Do this:
Repeat the material in full. Keep every line exactly as it is.

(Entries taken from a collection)

----

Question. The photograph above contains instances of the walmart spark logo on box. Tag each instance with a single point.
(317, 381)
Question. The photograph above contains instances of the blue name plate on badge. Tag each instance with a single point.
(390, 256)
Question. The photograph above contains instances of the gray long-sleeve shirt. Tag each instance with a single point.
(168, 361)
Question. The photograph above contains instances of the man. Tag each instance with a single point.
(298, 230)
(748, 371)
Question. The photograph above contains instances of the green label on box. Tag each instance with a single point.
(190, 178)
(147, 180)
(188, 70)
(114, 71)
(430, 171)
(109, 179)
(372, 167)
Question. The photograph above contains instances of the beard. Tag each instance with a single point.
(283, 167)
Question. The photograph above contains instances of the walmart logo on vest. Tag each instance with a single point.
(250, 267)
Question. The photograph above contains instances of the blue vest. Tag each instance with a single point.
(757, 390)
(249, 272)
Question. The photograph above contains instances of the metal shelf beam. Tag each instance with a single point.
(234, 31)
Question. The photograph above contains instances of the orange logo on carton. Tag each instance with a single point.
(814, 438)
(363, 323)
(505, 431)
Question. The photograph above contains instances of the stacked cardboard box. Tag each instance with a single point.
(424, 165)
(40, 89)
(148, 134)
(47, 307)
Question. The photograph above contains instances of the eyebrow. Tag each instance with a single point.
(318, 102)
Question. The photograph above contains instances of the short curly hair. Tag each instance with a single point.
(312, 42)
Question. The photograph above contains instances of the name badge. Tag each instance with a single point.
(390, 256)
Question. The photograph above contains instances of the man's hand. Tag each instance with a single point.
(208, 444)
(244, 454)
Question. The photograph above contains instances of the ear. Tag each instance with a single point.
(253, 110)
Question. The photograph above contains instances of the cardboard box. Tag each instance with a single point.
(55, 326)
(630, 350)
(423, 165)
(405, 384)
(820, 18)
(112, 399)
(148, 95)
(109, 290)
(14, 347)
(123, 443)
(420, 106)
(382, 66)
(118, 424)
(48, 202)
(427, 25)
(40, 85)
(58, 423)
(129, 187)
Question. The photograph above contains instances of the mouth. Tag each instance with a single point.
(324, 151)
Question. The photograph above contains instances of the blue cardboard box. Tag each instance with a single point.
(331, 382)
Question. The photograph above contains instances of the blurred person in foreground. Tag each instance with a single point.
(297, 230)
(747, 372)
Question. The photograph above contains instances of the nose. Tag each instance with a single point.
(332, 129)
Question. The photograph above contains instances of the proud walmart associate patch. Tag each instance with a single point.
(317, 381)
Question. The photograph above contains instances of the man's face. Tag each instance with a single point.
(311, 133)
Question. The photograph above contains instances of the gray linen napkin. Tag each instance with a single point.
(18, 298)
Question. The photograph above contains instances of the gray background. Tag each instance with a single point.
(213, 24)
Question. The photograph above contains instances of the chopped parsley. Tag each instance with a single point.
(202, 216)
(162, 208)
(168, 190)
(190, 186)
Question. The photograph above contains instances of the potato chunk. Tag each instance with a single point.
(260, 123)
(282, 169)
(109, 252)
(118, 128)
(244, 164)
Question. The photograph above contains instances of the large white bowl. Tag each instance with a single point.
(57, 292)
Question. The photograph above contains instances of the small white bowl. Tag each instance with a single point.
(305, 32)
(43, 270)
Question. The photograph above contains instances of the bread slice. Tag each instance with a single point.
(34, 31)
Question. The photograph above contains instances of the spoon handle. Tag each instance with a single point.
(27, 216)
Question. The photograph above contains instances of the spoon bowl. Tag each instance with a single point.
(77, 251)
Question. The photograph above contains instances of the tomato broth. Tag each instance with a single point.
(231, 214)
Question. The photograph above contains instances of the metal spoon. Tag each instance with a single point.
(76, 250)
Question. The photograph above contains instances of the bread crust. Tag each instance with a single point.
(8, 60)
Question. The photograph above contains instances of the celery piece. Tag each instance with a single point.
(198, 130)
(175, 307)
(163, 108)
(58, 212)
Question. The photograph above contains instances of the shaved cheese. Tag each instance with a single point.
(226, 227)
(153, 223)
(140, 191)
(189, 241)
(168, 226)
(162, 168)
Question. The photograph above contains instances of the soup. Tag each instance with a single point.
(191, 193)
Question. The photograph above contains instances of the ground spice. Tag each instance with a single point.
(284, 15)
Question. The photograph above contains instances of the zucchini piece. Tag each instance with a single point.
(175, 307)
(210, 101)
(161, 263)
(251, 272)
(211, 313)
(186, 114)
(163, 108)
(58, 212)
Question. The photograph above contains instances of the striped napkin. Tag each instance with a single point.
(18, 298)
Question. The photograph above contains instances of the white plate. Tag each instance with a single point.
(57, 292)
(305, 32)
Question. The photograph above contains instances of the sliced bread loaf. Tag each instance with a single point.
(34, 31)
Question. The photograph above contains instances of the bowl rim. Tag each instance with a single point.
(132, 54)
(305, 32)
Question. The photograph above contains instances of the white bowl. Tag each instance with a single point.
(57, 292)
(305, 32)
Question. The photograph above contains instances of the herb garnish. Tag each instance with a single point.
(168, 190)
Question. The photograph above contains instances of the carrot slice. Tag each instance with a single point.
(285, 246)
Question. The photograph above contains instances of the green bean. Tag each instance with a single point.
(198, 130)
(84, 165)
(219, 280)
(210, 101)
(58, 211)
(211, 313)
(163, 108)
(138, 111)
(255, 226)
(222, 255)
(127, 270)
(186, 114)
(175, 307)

----

Complete output:
Question. The photograph above contains instances of the walmart spark logo on box. Tag each instance with a single point.
(317, 381)
Question. The photograph above contains instances of the blue name plate on badge. Tag each instance with a single point.
(390, 256)
Question. The photograph above contains instances of the gray long-sleeve shirt. Tag each instance with a single point.
(168, 361)
Question. The photograph above contains instances of the man. Tag each instance with a single point.
(298, 230)
(748, 371)
Question. The photograph above contains instances of the green label on box. Tag each instance with a single point.
(190, 178)
(147, 180)
(188, 70)
(114, 71)
(430, 171)
(109, 179)
(372, 167)
Question. The photograph above contains instances of the beard. Tag each instance with a single point.
(283, 167)
Question. The photograph above contains instances of the walmart logo on vest. Tag each instance with a single point.
(250, 267)
Question. The photograph above contains instances of the blue vest. Tag each instance with a single point.
(757, 390)
(249, 272)
Question. The photograph above contains instances of the metal shelf beam. Tag each instance with a single point.
(234, 31)
Question. The photograph above contains instances of the orange logo on carton. Tag each instance with a single point.
(814, 438)
(363, 323)
(505, 431)
Question. The photograph above contains instances of the stacked cardboard box. Tag each instance with a single point.
(424, 165)
(40, 89)
(148, 134)
(47, 307)
Question. The photograph above contains instances of the eyebrow. Tag each instance with a single point.
(318, 102)
Question. The photograph above contains instances of the short curly hair. Tag each instance with a single point.
(312, 42)
Question. The photograph above contains instances of the name badge. Tag each instance with a single point.
(390, 256)
Question. The photograph above contains instances of the man's hand. Tag each instance with a single point.
(208, 444)
(244, 454)
Question. The photograph above contains instances of the ear. Tag each instance with a single point.
(253, 110)
Question. The photograph above contains instances of the cardboard box. Tag each instance with a single point.
(55, 326)
(630, 350)
(423, 165)
(405, 384)
(820, 18)
(112, 399)
(148, 95)
(109, 290)
(14, 347)
(123, 443)
(420, 106)
(382, 66)
(118, 424)
(48, 202)
(427, 25)
(40, 85)
(58, 423)
(129, 187)
Question. The photograph above contains instances of the mouth. Tag each instance with a single point.
(324, 151)
Question. The photograph above contains instances of the blue cardboard box. Tag each instance with a single point.
(331, 382)
Question. The photograph above contains instances of the blurred person in foreground. Tag each instance with a single point.
(297, 230)
(747, 372)
Question. The photograph above contains instances of the nose. Tag each instance with a single point.
(332, 129)
Question. The photograph above contains instances of the proud walmart associate patch. Tag each instance with a single point.
(317, 381)
Question. The photograph above contains instances of the man's face. Tag each instance with a single point.
(311, 133)
Question. The photograph above contains instances of the gray linen napkin. Tag each instance with a single point.
(18, 298)
Question. The photograph above contains instances of the gray background. Tag each instance with a single point.
(213, 24)
Question. The photograph above contains instances of the chopped parsley. Tag each instance with a single point.
(202, 216)
(162, 208)
(168, 190)
(190, 186)
Question. The photograph above contains instances of the potato chunk. Tag each instance with a single point.
(260, 123)
(282, 169)
(109, 252)
(118, 128)
(244, 164)
Question. The photograph above contains instances of the large white bowl. Tag each instance with a single point.
(57, 292)
Question. The photograph above contains instances of the small white bowl. Tag each instance with a single point.
(305, 32)
(43, 270)
Question. The photograph above contains instances of the bread slice. Tag each instance with a single point.
(34, 31)
Question. The photograph above contains instances of the spoon handle. Tag each instance with a single point.
(27, 216)
Question. The photograph above contains instances of the spoon bowl. Tag each instance with a single point.
(77, 251)
Question. The photograph above contains instances of the tomato broth. Tag each instance with a single point.
(231, 214)
Question. The photograph above contains instances of the metal spoon. Tag each instance with a single point.
(76, 250)
Question. The photograph above contains instances of the bread crust. Tag each instance with a single point.
(8, 60)
Question. The photograph above contains instances of the celery piece. Tag each instance with a single point.
(198, 130)
(175, 307)
(163, 108)
(58, 212)
Question. The photograph above contains instances of the shaved cheese. Tag each instance with a single point.
(226, 227)
(153, 223)
(140, 191)
(189, 241)
(168, 226)
(162, 168)
Question. The photograph above contains instances of the soup. Tag each instance with a single point.
(191, 193)
Question. The photograph above contains instances of the ground spice. Tag each instance with a single point.
(284, 15)
Question. The photograph above contains instances of the zucchini piece. Tag each instance with a single point.
(175, 307)
(210, 101)
(161, 263)
(251, 272)
(211, 313)
(186, 114)
(163, 108)
(58, 212)
Question. The photograph above contains instances of the striped napkin. Tag each instance with a single point.
(18, 298)
Question. The photograph above contains instances of the white plate. Tag each instance with a single point.
(57, 292)
(305, 32)
Question. The photograph above contains instances of the sliced bread loaf. Tag each instance with a single point.
(34, 31)
Question. The photograph above contains instances of the bowl rim. Tag each instance with a single point.
(132, 54)
(305, 32)
Question. The photograph above contains instances of the white bowl. Tag each instance with a single point.
(57, 292)
(305, 32)
Question. The photograph above contains instances of the herb garnish. Tag each instance with a single point.
(168, 190)
Question. The photograph above contains instances of the carrot slice. Tag each instance with a single point.
(285, 246)
Question. The photograph above contains instances of the green bean. Tag each instance with a single point.
(198, 130)
(84, 165)
(219, 280)
(210, 101)
(58, 211)
(211, 313)
(163, 108)
(138, 111)
(255, 226)
(222, 255)
(127, 270)
(186, 114)
(175, 307)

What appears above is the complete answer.